**Trecho do documento**

------------------------------

Escritora
australiana que expôs 'bolha' de hedonismo e drogas em paraíso de turistas vê
na morte de Archer um aviso sombrio de mudança de tempos
Rodrigo Gularte (à esquerda) e Marco Archer no corredor da morte na Indonésia |
Nevando
em Bali, livro que expõe em detalhes o submundo das drogas na mais famosa ilha
do arquipélago que forma a Indonésia, chama a atenção não apenas pela descrição
da mistura de crime e hedonismo no paraíso turístico que recebe mais de 2
milhões de visitantes por ano.
Muitos
dos traficantes entrevistados pela escritora e jornalista australiana Kathryn
Bonella para o livro eram brasileiros. Entre eles, Marco Archer, que no último
sábado se tornou o primeiro brasileiro executado no exterior.
Para
Bonella, no entanto, o mais significativo foi o fato de Archer ter sido também
o primeiro ocidental a receber a pena de morte na Indonésia.
'Bolha'
Para
a australiana, a morte estourou o que ela chama de "bolha da
fantasia" para os brasileiros envolvidos com o tráfico no país.
"A
morte de Marco foi decididamente o que se pode chamar do fim de uma fase.
Sempre se soube que o tráfico na Indonésia é punido com a pena de morte, mas as
autoridades indonésias jamais tinham ido até o fim na punição a
ocidentais", afirma Bonella, em entrevista à BBC Brasil.
Escritora Kathryn Bonella |
"Ao
mesmo tempo que isso não vai acabar com o tráfico em Bali, eu imagino que
muitos brasileiros vão pensar duas vezes diante da próxima oportunidade de
contrabandear drogas para a Indonésia. Mas duvido que isso vá durar para
sempre. Há uma grande demanda por drogas em Bali, é um lugar para onde turistas
do mundo inteiro vão para se divertir sem os mesmos limites vistos na maioria
dos lugares do mundo."

------------------------------

(Entradas de localização de objetos em imagens)
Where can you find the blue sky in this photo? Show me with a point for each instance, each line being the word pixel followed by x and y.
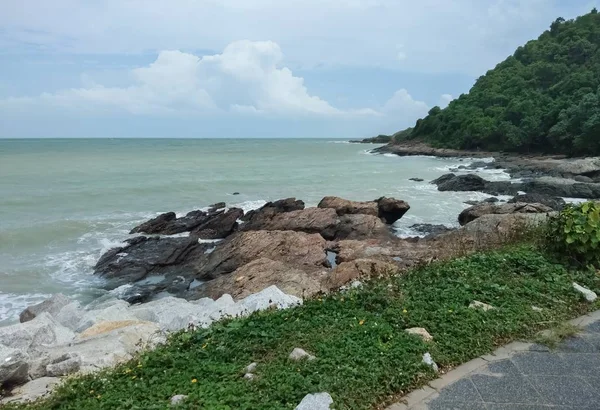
pixel 249 68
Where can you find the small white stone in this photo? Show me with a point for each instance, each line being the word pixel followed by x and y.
pixel 429 361
pixel 480 305
pixel 299 354
pixel 419 331
pixel 588 294
pixel 177 399
pixel 318 401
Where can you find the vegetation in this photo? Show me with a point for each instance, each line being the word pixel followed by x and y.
pixel 365 359
pixel 544 98
pixel 575 233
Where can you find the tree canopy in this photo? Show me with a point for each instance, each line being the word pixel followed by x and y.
pixel 543 98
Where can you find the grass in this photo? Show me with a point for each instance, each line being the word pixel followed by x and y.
pixel 365 359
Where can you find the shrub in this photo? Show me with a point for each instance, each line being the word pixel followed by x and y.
pixel 574 234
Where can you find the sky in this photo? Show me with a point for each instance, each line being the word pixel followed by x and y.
pixel 249 68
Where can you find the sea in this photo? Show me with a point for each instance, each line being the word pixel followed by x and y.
pixel 63 202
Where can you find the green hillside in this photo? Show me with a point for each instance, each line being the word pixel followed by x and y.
pixel 544 98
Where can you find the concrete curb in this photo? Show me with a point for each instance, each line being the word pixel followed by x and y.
pixel 418 399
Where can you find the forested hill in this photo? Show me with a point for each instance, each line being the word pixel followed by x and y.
pixel 544 98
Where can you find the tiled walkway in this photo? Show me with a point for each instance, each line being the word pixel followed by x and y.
pixel 522 376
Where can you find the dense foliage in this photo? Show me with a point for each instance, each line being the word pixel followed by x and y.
pixel 544 98
pixel 364 358
pixel 575 233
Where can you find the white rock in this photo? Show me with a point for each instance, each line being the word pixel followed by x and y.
pixel 427 359
pixel 480 305
pixel 300 354
pixel 419 331
pixel 318 401
pixel 14 366
pixel 32 390
pixel 589 295
pixel 177 399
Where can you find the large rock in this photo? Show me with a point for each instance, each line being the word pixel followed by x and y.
pixel 345 206
pixel 52 306
pixel 476 211
pixel 555 203
pixel 14 366
pixel 170 260
pixel 391 209
pixel 293 248
pixel 260 274
pixel 219 226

------------------------------

**Requisitos do exercício**
A. Com base na reportagem sobre o livro de Kathryn Bonella, responda às perguntas a seguir:
(i) Quantos visitantes por ano recebe o paraíso turístico descrito no livro?
(ii) Para Bonella, qual foi o fato mais significativo da execução de Marco Archer?
(iii) A que veículo Bonella concedeu a entrevista citada?
B. Dê continuidade à reportagem sobre o livro de Kathryn Bonella, partindo da última frase apresentada.

**Lista de respostas**
A.
(i) Mais de 2 milhões de visitantes por ano.
(ii) Archer ter sido o primeiro ocidental a receber a pena de morte na Indonésia.
(iii) À BBC Brasil.

B.
"Rafael",
um dos traficantes brasileiros mais ativos em Bali, tinha uma mansão que
contava com um trampolim para pular do quarto à piscina
Para
Bonella, a frequência com que encontrou brasileiros envolvidos com o tráfico na
Indonésia - de transportadores de droga a ricos intermediários entre os grandes
barões - é explicada pelo perfil da maioria dos viajantes do país para o
arquipélago.
"Os
brasileiros que encontrei tinham basicamente o mesmo perfil. Eram surfistas que
viram no tráfico, em especial de cocaína, uma chance de se manter em Bali e
viver uma vida de fantasia, pegando ondas, indo a festas e encontrando belas
mulheres. A proximidade do Brasil com os mercados produtores de cocaína na
América do Sul ajuda no acesso à droga. E, ao contrário dos habitantes de
muitos países, os brasileiros viajam normalmente pelo mundo", argumenta
Bonella.
Outro
fator que diferencia os traficantes brasileiros que a australiana encontrou na
Indonésia é o perfil social.
"Eles
eram todos de classe média, com escolaridade e conhecimento razoável de inglês.
Entraram no tráfico pela curtição, não por uma necessidade econômica. Queriam
viver tendo do bom e do melhor. Bem diferentes das 'mulas' (transportadores de
droga), que recebem pouco dinheiro para muito risco. Um dos brasileiros que
conheci em Bali podia ganhar uma fortuna com uma viagem bem-sucedida",
conta a australiana.
Um
dos grandes exemplos foi um carioca conhecido como "Rafael", um
surfista que durante anos foi uma das principais engrenagens no tráfico de
cocaína em Bali e que não fazia muita questão de esconder seus lucros: dava
festas homéricas em sua mansão à beira-mar, onde uma das atrações era um
trampolim do qual ele saltava de seu quarto diretamente para a piscina.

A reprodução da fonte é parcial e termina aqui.